++++ SOURCE EXTRACT ++++

The liuto cantabile, also termed a liuto moderno, is an uncommon ten-stringed mandocello. This bass variant of the mandolin family was developed by the Neapolitan luthiers of the Vinaccia family in the late 19th century and perfected by Raffaele Calace. The scale of a modern Calace-manufactured liuto cantabile is 61 cm (24"). The instrument overlaps or is equivalent to the mandolone and mandocello.

==Tuning==
The liuto cantabile is tuned CC-GG-dd-aa-e'e'.

==Solo repertoire==
A substantial catalog of solo liuto works have been composed, most notably by the mandolin virtuoso, composer and luthier Raffaele Calace, who championed the instrument.

++++ DATA SECTION ++++

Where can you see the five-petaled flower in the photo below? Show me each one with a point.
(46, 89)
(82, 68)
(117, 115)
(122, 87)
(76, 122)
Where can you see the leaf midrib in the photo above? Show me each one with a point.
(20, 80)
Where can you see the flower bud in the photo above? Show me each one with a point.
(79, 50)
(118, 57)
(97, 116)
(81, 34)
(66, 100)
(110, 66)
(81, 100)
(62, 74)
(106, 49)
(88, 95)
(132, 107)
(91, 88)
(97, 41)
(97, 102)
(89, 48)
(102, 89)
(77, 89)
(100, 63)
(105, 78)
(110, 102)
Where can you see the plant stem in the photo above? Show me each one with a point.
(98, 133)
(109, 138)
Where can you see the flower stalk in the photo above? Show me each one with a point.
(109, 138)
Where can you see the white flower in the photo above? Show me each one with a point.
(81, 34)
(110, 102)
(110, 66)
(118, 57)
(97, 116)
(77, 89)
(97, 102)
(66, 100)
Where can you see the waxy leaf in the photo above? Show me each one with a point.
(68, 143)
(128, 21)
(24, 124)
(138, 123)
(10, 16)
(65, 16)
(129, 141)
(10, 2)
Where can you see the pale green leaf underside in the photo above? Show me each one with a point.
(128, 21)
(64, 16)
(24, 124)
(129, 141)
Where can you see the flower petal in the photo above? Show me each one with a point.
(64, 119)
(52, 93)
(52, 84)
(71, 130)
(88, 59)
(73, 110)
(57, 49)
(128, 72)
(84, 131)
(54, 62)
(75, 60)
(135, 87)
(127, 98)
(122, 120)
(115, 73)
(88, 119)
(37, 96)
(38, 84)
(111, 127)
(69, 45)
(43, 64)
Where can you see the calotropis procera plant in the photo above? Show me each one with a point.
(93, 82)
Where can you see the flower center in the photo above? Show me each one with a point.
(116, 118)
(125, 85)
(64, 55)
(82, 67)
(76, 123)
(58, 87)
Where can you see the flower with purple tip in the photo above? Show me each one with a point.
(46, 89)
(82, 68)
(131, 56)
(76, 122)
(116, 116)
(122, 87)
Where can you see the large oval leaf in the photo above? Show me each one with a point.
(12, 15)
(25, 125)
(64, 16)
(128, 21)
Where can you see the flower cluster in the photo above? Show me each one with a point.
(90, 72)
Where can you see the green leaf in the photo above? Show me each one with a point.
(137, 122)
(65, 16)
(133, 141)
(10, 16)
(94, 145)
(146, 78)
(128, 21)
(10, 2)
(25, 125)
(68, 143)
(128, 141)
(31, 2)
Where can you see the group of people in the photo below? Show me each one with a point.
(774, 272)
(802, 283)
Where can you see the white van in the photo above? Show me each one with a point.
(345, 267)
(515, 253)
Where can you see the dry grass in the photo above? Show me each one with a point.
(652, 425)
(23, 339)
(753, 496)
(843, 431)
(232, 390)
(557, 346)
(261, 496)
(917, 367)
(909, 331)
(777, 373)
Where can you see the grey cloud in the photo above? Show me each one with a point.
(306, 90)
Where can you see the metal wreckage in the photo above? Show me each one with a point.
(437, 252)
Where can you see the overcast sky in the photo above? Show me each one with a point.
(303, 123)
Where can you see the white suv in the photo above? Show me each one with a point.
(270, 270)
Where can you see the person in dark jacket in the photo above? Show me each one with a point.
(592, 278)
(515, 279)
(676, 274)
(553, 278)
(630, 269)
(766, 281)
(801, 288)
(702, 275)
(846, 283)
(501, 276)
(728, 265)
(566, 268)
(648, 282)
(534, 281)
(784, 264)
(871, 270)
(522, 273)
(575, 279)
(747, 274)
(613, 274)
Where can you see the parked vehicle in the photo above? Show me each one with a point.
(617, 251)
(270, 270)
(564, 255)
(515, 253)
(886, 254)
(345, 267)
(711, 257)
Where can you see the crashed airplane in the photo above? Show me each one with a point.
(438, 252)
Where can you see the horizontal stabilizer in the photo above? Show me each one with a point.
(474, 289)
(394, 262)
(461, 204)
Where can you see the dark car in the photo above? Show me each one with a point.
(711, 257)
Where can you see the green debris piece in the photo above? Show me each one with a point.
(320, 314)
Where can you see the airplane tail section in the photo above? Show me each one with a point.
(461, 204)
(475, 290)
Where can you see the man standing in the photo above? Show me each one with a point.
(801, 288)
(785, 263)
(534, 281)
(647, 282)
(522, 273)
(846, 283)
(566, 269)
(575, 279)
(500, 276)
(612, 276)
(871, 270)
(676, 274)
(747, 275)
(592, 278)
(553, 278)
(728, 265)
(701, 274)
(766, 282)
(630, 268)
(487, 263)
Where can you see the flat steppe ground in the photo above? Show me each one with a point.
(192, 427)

++++

== STUDY QUESTIONS ==
1) Answer these questions about the liuto cantabile text, one per line:
(a) What is the scale of a modern Calace-manufactured liuto cantabile?
(b) How is the liuto cantabile tuned?
(c) Who championed the instrument?
2) Swap "Neapolitan" for "Venetian" in the liuto cantabile text, and write out everything from "The liuto cantabile, also" down to "is tuned CC-GG-dd-aa-e'e'." with that change.
3) Write the next part of the text about the liuto cantabile, picking up after its last sentence.

== LIST OF ANSWERS ==
1)
(a) 61 cm (24")
(b) CC-GG-dd-aa-e'e'
(c) Raffaele Calace

2)
The liuto cantabile, also termed a liuto moderno, is an uncommon ten-stringed mandocello. This bass variant of the mandolin family was developed by the Venetian luthiers of the Vinaccia family in the late 19th century and perfected by Raffaele Calace. The scale of a modern Calace-manufactured liuto cantabile is 61 cm (24"). The instrument overlaps or is equivalent to the mandolone and mandocello.

==Tuning==
The liuto cantabile is tuned CC-GG-dd-aa-e'e'.

3)
==Ensemble repertoire==
The instrument is also the bass member of the classical mandolin quartet, or plectrum quartet. This ensemble consists of mandolin I and II, mandola and liuto cantabile. The earliest known classical plectrum quartet with this configuration was the Florentine Quartet formed in 1890 in Florence, Italy. The regular members of this quartet were Luigi Bianchi (mandolin I), Guido Bizzari (mandolin II), Riccardo Matini (octave mandolin), and Carlo Munier (liuto cantabile, director).